§ **INPUT**:
..........

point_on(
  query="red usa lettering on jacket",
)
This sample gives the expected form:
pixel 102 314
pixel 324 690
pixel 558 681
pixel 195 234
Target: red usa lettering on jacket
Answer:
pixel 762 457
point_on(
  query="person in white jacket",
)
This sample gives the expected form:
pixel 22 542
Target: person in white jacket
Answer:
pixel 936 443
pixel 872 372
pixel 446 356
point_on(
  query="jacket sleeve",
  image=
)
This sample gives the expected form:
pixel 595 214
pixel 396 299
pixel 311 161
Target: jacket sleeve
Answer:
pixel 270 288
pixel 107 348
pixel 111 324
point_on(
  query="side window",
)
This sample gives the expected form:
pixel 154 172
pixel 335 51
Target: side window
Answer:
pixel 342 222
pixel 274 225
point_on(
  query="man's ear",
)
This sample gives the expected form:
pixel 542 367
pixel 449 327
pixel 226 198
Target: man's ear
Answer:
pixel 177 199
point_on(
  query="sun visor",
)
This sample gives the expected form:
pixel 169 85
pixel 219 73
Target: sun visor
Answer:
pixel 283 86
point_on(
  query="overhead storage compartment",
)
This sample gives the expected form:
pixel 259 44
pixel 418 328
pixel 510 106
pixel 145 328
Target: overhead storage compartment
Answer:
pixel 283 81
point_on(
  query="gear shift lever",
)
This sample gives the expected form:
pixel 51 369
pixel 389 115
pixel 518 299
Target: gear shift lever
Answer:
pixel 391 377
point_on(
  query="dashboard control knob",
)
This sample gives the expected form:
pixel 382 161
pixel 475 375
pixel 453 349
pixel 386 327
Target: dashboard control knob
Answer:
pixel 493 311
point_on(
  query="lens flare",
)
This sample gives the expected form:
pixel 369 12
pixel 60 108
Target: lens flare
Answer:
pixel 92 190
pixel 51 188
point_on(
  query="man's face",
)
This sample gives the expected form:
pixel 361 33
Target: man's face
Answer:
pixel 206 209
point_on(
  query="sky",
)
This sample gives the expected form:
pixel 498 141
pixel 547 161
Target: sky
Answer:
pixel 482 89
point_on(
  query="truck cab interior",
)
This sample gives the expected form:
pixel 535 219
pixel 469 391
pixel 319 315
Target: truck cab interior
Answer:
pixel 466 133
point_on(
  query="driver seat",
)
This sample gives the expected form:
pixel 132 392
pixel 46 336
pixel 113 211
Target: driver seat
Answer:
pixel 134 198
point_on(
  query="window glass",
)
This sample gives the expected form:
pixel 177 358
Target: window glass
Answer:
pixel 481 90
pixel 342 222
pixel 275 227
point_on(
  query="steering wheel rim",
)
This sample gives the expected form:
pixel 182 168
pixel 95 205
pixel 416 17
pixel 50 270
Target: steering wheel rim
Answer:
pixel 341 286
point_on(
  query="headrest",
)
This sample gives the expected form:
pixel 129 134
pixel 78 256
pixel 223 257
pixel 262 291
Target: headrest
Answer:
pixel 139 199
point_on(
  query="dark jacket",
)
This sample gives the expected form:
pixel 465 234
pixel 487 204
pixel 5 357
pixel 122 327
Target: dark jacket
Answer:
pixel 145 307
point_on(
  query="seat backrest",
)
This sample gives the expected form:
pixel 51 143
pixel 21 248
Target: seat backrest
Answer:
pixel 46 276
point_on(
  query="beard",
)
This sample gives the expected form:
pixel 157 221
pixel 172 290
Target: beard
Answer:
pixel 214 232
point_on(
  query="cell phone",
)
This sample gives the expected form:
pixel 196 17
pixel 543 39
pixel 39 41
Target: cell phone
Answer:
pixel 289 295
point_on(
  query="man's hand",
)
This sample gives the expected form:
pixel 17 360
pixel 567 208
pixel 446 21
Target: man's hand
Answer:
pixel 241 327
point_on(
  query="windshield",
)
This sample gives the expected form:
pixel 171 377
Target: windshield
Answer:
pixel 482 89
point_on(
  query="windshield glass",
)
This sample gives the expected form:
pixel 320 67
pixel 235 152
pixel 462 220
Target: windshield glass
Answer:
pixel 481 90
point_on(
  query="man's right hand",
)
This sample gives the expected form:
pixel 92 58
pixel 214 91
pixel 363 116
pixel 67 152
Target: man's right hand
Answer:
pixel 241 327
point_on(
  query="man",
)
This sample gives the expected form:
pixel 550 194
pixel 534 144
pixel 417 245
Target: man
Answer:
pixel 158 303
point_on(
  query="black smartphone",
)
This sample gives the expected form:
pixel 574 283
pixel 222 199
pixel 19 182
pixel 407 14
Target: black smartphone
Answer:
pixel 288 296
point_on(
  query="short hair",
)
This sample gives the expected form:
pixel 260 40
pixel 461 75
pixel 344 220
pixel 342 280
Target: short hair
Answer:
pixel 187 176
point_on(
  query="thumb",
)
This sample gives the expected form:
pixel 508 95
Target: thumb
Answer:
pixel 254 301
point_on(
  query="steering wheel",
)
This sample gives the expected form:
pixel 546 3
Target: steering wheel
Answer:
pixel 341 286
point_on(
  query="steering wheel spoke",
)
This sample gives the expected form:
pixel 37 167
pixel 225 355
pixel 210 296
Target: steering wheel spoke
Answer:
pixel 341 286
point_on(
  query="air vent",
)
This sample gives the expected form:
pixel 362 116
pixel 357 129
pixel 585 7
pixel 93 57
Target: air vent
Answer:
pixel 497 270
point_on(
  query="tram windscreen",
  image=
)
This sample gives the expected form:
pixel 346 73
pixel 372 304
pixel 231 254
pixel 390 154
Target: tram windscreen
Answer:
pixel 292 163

..........

§ **WRITTEN REQUEST**: Every record shown above should be written out again exactly.

§ **SOLUTION BELOW**:
point_on(
  query="red usa lettering on jacket",
)
This sample gives the expected form:
pixel 102 314
pixel 324 690
pixel 558 681
pixel 195 234
Target: red usa lettering on jacket
Answer:
pixel 762 457
point_on(
  query="person in white jacket",
)
This sample gives the expected form:
pixel 22 542
Target: person in white jacket
Answer:
pixel 936 443
pixel 872 372
pixel 446 356
point_on(
  query="jacket sleeve",
  image=
)
This sample gives the expected form:
pixel 595 214
pixel 396 299
pixel 311 161
Target: jacket sleeve
Answer:
pixel 270 288
pixel 107 348
pixel 111 324
point_on(
  query="side window",
)
This sample gives the expected form:
pixel 154 172
pixel 335 51
Target: side window
Answer:
pixel 342 222
pixel 274 225
point_on(
  query="man's ear",
)
This sample gives the expected form:
pixel 542 367
pixel 449 327
pixel 226 198
Target: man's ear
Answer:
pixel 177 199
point_on(
  query="sun visor",
)
This sample gives the expected form:
pixel 169 85
pixel 219 73
Target: sun visor
Answer:
pixel 283 86
point_on(
  query="overhead storage compartment",
)
This sample gives the expected form:
pixel 259 44
pixel 418 328
pixel 510 106
pixel 145 328
Target: overhead storage compartment
Answer:
pixel 283 81
point_on(
  query="gear shift lever",
)
This sample gives the expected form:
pixel 51 369
pixel 389 115
pixel 518 299
Target: gear shift lever
Answer:
pixel 391 377
point_on(
  query="dashboard control knob",
)
This sample gives the expected form:
pixel 382 161
pixel 475 375
pixel 453 349
pixel 386 327
Target: dashboard control knob
Answer:
pixel 493 311
point_on(
  query="lens flare",
)
This sample gives the expected form:
pixel 369 12
pixel 60 108
Target: lens flare
Answer:
pixel 92 190
pixel 51 188
point_on(
  query="man's face",
)
This sample gives the expected form:
pixel 361 33
Target: man's face
Answer:
pixel 206 209
point_on(
  query="sky",
)
This sample gives the expected form:
pixel 498 141
pixel 547 161
Target: sky
Answer:
pixel 482 89
point_on(
  query="truck cab interior",
)
This sample gives the expected form:
pixel 535 219
pixel 469 391
pixel 319 315
Target: truck cab interior
Answer:
pixel 466 133
point_on(
  query="driver seat",
)
This sample gives the expected form:
pixel 132 392
pixel 46 336
pixel 113 211
Target: driver seat
Answer:
pixel 134 198
point_on(
  query="window glass",
)
This sample gives the expected form:
pixel 177 358
Target: window glass
Answer:
pixel 481 90
pixel 342 222
pixel 275 227
point_on(
  query="steering wheel rim",
)
This sample gives the expected form:
pixel 182 168
pixel 95 205
pixel 416 17
pixel 50 270
Target: steering wheel rim
Answer:
pixel 341 286
point_on(
  query="headrest",
)
This sample gives the expected form:
pixel 129 134
pixel 78 256
pixel 223 257
pixel 262 291
Target: headrest
Answer:
pixel 139 199
point_on(
  query="dark jacket",
)
This sample gives the expected form:
pixel 465 234
pixel 487 204
pixel 5 357
pixel 122 327
Target: dark jacket
Answer:
pixel 145 307
point_on(
  query="seat backrest",
)
This sample gives the expected form:
pixel 51 143
pixel 21 248
Target: seat backrest
Answer:
pixel 46 276
point_on(
  query="beard",
)
This sample gives the expected form:
pixel 157 221
pixel 172 290
Target: beard
Answer:
pixel 214 232
point_on(
  query="cell phone",
)
This sample gives the expected form:
pixel 196 17
pixel 543 39
pixel 39 41
Target: cell phone
Answer:
pixel 289 295
point_on(
  query="man's hand",
)
This sample gives the expected form:
pixel 17 360
pixel 567 208
pixel 446 21
Target: man's hand
Answer:
pixel 241 327
point_on(
  query="windshield",
)
This sample gives the expected form:
pixel 171 377
Target: windshield
Answer:
pixel 482 89
point_on(
  query="windshield glass",
)
This sample gives the expected form:
pixel 320 67
pixel 235 152
pixel 462 220
Target: windshield glass
Answer:
pixel 481 90
point_on(
  query="man's right hand",
)
This sample gives the expected form:
pixel 92 58
pixel 214 91
pixel 363 116
pixel 67 152
Target: man's right hand
Answer:
pixel 241 327
point_on(
  query="man",
)
This sample gives the expected form:
pixel 550 194
pixel 534 144
pixel 417 245
Target: man
Answer:
pixel 158 303
point_on(
  query="black smartphone",
)
This sample gives the expected form:
pixel 574 283
pixel 222 199
pixel 19 182
pixel 407 14
Target: black smartphone
Answer:
pixel 288 296
point_on(
  query="short hair",
)
This sample gives the expected form:
pixel 260 40
pixel 461 75
pixel 344 220
pixel 342 280
Target: short hair
Answer:
pixel 187 176
point_on(
  query="thumb",
)
This sample gives the expected form:
pixel 508 95
Target: thumb
Answer:
pixel 254 301
point_on(
  query="steering wheel",
)
This sample gives the expected form:
pixel 546 3
Target: steering wheel
Answer:
pixel 341 286
point_on(
  query="steering wheel spoke",
)
This sample gives the expected form:
pixel 37 167
pixel 225 355
pixel 210 296
Target: steering wheel spoke
Answer:
pixel 341 286
point_on(
  query="air vent",
)
This sample gives the expected form:
pixel 362 116
pixel 357 129
pixel 585 7
pixel 93 57
Target: air vent
Answer:
pixel 497 270
point_on(
  query="tram windscreen",
  image=
)
This sample gives the expected form:
pixel 346 73
pixel 372 304
pixel 231 254
pixel 390 154
Target: tram windscreen
Answer:
pixel 292 163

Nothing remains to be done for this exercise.